Data provided:
↓↓↓
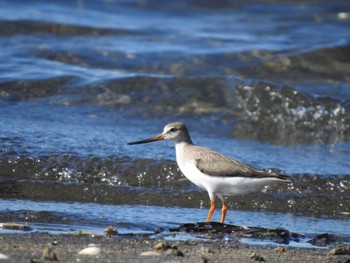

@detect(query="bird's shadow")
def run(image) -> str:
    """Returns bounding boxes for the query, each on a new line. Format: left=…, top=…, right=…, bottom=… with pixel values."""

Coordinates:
left=169, top=222, right=296, bottom=244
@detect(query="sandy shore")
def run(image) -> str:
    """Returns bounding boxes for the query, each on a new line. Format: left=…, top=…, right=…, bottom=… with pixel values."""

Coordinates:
left=0, top=234, right=350, bottom=263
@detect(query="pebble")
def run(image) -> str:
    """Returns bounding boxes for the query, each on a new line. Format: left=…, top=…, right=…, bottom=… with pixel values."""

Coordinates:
left=78, top=246, right=102, bottom=256
left=140, top=251, right=161, bottom=257
left=0, top=253, right=10, bottom=259
left=250, top=252, right=265, bottom=261
left=328, top=245, right=350, bottom=255
left=41, top=247, right=57, bottom=261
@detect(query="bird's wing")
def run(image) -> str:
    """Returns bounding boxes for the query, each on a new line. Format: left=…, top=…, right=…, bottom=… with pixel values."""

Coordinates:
left=196, top=149, right=284, bottom=180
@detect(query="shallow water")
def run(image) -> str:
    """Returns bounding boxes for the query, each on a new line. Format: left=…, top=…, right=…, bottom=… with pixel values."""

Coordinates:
left=0, top=0, right=350, bottom=246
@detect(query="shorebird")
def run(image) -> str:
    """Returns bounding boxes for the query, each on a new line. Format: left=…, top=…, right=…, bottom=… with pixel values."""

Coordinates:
left=128, top=122, right=290, bottom=223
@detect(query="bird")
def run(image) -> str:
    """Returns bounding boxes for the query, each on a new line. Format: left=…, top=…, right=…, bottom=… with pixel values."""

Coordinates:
left=127, top=122, right=291, bottom=224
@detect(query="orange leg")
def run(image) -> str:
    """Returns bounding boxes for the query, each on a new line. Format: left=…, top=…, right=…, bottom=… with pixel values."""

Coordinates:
left=205, top=200, right=215, bottom=222
left=220, top=200, right=227, bottom=224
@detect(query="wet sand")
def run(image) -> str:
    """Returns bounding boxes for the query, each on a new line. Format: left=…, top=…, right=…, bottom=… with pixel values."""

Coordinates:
left=0, top=234, right=350, bottom=263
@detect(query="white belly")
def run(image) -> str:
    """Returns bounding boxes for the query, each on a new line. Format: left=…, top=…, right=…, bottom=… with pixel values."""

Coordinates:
left=178, top=157, right=277, bottom=196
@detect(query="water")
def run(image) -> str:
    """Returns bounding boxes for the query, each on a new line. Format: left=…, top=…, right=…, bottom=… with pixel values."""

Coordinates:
left=0, top=1, right=350, bottom=246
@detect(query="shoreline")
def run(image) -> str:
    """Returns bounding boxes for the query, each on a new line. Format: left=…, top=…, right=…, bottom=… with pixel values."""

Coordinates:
left=0, top=233, right=350, bottom=263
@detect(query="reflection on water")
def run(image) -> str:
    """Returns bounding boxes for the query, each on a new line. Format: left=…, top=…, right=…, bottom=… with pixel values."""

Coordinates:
left=0, top=200, right=350, bottom=247
left=0, top=0, right=350, bottom=248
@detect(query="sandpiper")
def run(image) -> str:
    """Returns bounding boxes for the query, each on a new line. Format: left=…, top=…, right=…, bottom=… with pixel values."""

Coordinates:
left=128, top=122, right=290, bottom=223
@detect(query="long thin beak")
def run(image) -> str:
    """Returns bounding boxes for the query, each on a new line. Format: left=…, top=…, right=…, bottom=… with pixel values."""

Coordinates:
left=128, top=134, right=164, bottom=145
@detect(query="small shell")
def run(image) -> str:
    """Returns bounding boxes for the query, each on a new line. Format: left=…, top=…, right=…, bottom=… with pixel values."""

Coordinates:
left=0, top=253, right=10, bottom=259
left=79, top=247, right=102, bottom=256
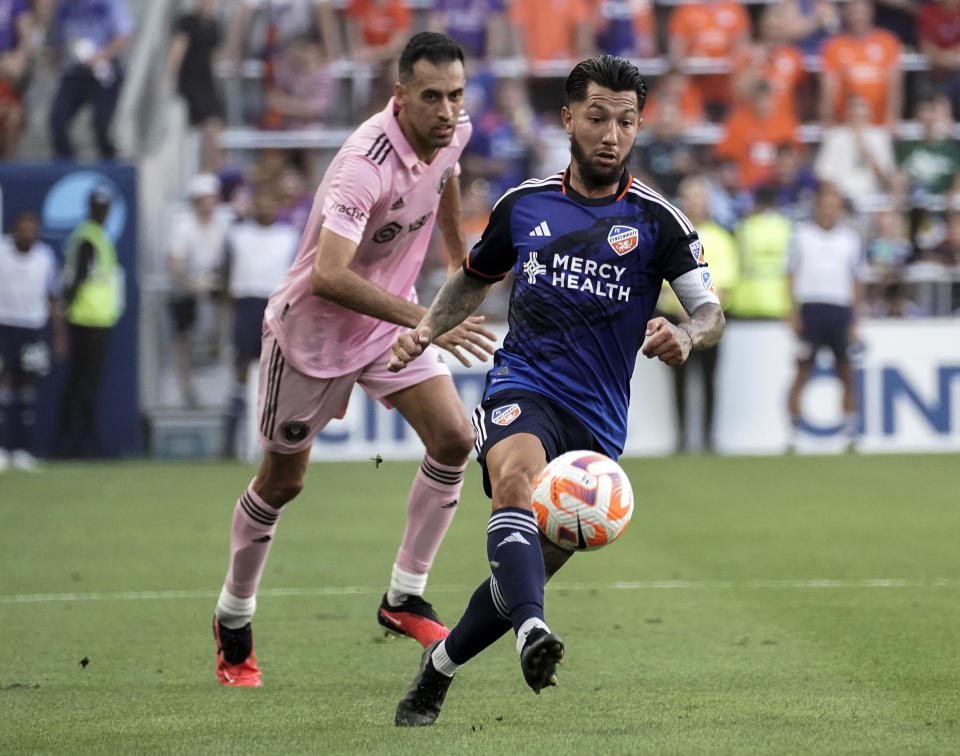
↑↑↑
What is asked: Can you reproduce all of the material above verbatim, leaving out the pictures?

Solved problem:
@detect(query="bird's shadow")
def run(image) -> str:
    """Returns bounding boxes for the query, each on a new line. Format: left=…, top=…, right=…, bottom=… with pixel values."""

Coordinates:
left=169, top=222, right=296, bottom=244
@detect(query="sandy shore")
def run(image) -> str:
    """Returns bounding boxes for the query, each on a new line. Format: left=…, top=…, right=…, bottom=… with pixel values."""

Coordinates:
left=0, top=234, right=350, bottom=263
@detect(query="pebble")
def run(image) -> str:
    """Returns bounding boxes for the query, each on a new line. Format: left=…, top=…, right=…, bottom=… with pixel values."""

Coordinates:
left=78, top=246, right=102, bottom=256
left=140, top=251, right=161, bottom=257
left=0, top=253, right=10, bottom=259
left=250, top=252, right=265, bottom=261
left=328, top=245, right=350, bottom=255
left=41, top=247, right=57, bottom=261
@detect(query="bird's wing")
def run(image) -> str:
    """Returns bounding boxes for the query, each on a new line. Format: left=…, top=…, right=…, bottom=… with pixel values."""

Coordinates:
left=196, top=149, right=284, bottom=180
@detect(query="shallow water")
def run(image) -> str:
    """Returns bounding boxes for the query, each on a new line. Format: left=…, top=…, right=…, bottom=… with pixel values."""

Coordinates:
left=0, top=0, right=350, bottom=246
@detect(query="shorebird")
def run(image) -> str:
    """Returns bounding boxes for the query, each on a new line. Format: left=…, top=…, right=…, bottom=… with pixel values."""

Coordinates:
left=128, top=122, right=290, bottom=223
@detect(query="bird")
def run(image) -> str:
    """Returns bounding boxes for the query, each on a new line. Format: left=…, top=…, right=…, bottom=… with pixel values."""

Coordinates:
left=127, top=122, right=291, bottom=224
@detect(query="orange leg")
def run(image) -> str:
    """Returns bounding boxes for the query, each on a new line. Format: left=…, top=…, right=…, bottom=… with pixel values."""

Coordinates:
left=205, top=200, right=215, bottom=222
left=220, top=200, right=227, bottom=224
@detect(query="wet sand")
def run(image) -> str:
    """Returns bounding boxes for the query, each on a new line. Format: left=…, top=…, right=…, bottom=… with pixel values."""

Coordinates:
left=0, top=234, right=350, bottom=263
@detect(query="white belly")
def run(image) -> str:
    """Returns bounding boxes for the query, each on a new line. Format: left=…, top=…, right=…, bottom=… with pixel values."""

Coordinates:
left=178, top=157, right=277, bottom=196
@detect(query="water")
def run(image) -> str:
    """Returns bounding boxes for the query, each on a new line. Format: left=…, top=…, right=…, bottom=… with pixel values."""

Coordinates:
left=0, top=1, right=350, bottom=246
@detect(query="shoreline")
def run(image) -> str:
    """Returns bounding boxes for the query, each on a new line. Format: left=…, top=…, right=…, bottom=… with pixel values."""

Coordinates:
left=0, top=233, right=350, bottom=263
@detect(query="reflection on water")
def run(image) -> str:
    """Returns bounding boxes for the query, each on a new line. Format: left=…, top=…, right=…, bottom=… with pixel values."""

Coordinates:
left=0, top=200, right=350, bottom=247
left=0, top=0, right=350, bottom=248
@detect(query="sandpiper")
def run(image) -> str:
    """Returns bounding boxes for the query, each on a new line. Format: left=…, top=…, right=…, bottom=… with pixel values."""

Coordinates:
left=128, top=122, right=290, bottom=223
@detect(query="long thin beak")
def run(image) -> str:
    """Returns bounding boxes for the query, each on a new line. Format: left=…, top=…, right=…, bottom=… with pixel values."""

Coordinates:
left=128, top=134, right=164, bottom=145
@detect(query="small shell")
def run(image) -> str:
    """Returns bounding boxes for the query, each on a new line. Format: left=…, top=…, right=…, bottom=… with pixel values."""

Coordinates:
left=0, top=253, right=10, bottom=259
left=79, top=247, right=102, bottom=256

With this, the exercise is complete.